### Stored dataset items:
________________________________________

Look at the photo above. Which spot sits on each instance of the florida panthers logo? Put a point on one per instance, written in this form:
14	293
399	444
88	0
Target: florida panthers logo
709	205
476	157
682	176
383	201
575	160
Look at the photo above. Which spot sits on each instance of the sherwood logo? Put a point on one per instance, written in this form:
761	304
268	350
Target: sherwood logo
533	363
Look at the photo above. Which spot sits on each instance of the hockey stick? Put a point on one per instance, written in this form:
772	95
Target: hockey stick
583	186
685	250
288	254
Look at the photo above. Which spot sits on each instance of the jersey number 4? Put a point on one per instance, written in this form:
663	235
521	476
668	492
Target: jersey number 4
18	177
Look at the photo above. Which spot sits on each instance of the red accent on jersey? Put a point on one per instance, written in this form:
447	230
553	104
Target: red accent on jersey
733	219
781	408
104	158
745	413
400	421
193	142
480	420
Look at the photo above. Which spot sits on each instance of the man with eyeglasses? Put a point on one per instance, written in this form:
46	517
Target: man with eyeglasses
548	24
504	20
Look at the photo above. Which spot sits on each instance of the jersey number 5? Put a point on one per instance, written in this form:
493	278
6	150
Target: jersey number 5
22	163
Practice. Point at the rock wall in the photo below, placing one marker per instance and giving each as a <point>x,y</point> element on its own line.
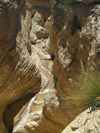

________________________________________

Every line of the entries that includes "above" must be copied into the answer.

Look at the photo above. Which spot sits on each instance of the florida panthers logo? Put a point on one per instance, written in this form:
Look at the photo above. Which spot sits on each instance of the sherwood logo? Put a point on one per instance, written in this form:
Look at the photo above. Which spot sits on each instance of the hockey stick? Put a point on one per instance, written in this form:
Look at the photo above. Which spot sits on each instance of the jersey number 4? Put a point on one per instance, written in this form:
Look at the photo above. Which spot sits on each instance of the red accent on jersey? Put a point on one per instance, written in this form:
Look at the photo above. Which spot sits on each instance of the man with eyeglasses? Put a point on one per instance, written in this form:
Look at the photo above. Which spot sits on each instance of the jersey number 5? Put a point on one per instance, written in this form:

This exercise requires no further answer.